┌────────

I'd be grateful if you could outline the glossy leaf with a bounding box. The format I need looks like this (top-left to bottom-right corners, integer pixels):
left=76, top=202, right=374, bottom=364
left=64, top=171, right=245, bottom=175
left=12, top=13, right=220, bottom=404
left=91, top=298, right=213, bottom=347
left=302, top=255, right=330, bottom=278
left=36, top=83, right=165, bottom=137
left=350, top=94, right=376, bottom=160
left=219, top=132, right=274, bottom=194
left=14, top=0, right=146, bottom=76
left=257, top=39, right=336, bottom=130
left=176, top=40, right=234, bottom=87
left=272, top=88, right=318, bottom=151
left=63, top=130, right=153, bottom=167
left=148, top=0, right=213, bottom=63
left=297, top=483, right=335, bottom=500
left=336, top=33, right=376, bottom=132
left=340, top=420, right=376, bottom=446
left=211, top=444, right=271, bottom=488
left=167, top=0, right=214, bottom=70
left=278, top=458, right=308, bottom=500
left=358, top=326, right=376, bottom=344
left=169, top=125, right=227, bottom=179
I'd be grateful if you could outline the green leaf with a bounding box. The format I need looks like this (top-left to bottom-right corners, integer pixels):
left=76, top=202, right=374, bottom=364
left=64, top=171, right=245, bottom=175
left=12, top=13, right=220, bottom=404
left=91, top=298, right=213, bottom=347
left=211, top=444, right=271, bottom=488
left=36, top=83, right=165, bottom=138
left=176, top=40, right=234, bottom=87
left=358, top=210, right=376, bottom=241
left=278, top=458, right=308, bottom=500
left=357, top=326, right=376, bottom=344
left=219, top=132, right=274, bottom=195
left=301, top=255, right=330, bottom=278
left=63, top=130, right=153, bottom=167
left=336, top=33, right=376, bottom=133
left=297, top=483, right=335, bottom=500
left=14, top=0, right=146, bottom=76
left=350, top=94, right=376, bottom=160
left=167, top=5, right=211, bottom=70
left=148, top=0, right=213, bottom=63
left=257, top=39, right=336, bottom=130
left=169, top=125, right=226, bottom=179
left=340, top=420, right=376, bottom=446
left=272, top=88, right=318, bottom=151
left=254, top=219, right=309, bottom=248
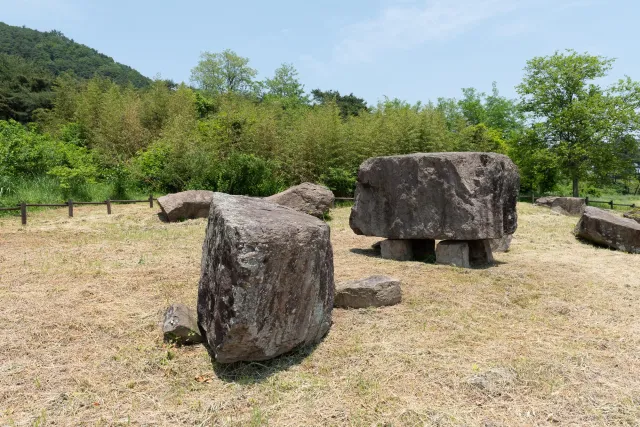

└────────

→ Required task
Copy all of the records above word for word, but leave out the picture.

→ Solution
I'd be grateful if you could outline the glossy leaf with a bounding box. The format I need looks like this (top-left to bottom-right corners, integer pixels):
left=76, top=202, right=374, bottom=364
left=64, top=171, right=245, bottom=175
left=12, top=13, right=220, bottom=404
left=91, top=298, right=213, bottom=347
left=302, top=255, right=330, bottom=278
left=36, top=83, right=165, bottom=137
left=350, top=94, right=376, bottom=160
left=219, top=132, right=274, bottom=194
left=14, top=0, right=146, bottom=76
left=257, top=39, right=336, bottom=130
left=176, top=40, right=234, bottom=87
left=272, top=88, right=318, bottom=151
left=63, top=130, right=153, bottom=167
left=148, top=0, right=213, bottom=63
left=297, top=483, right=335, bottom=500
left=336, top=33, right=376, bottom=132
left=340, top=420, right=376, bottom=446
left=211, top=444, right=271, bottom=488
left=167, top=0, right=214, bottom=70
left=278, top=458, right=308, bottom=500
left=358, top=326, right=376, bottom=344
left=169, top=125, right=227, bottom=179
I'd be grateful if you could outline the green leaf with a bounding box. The format I need looks like this (top-left to bottom-right corners, integer pixels):
left=76, top=202, right=374, bottom=364
left=64, top=171, right=245, bottom=175
left=12, top=13, right=220, bottom=404
left=91, top=298, right=213, bottom=347
left=211, top=444, right=271, bottom=488
left=36, top=83, right=165, bottom=138
left=176, top=40, right=234, bottom=87
left=358, top=210, right=376, bottom=241
left=278, top=458, right=308, bottom=500
left=357, top=326, right=376, bottom=344
left=219, top=132, right=274, bottom=195
left=301, top=255, right=330, bottom=278
left=63, top=130, right=153, bottom=167
left=336, top=33, right=376, bottom=133
left=297, top=483, right=335, bottom=500
left=14, top=0, right=146, bottom=76
left=350, top=94, right=376, bottom=160
left=167, top=5, right=211, bottom=70
left=148, top=0, right=213, bottom=63
left=257, top=39, right=336, bottom=130
left=169, top=125, right=226, bottom=179
left=340, top=420, right=376, bottom=446
left=272, top=88, right=318, bottom=151
left=254, top=219, right=309, bottom=248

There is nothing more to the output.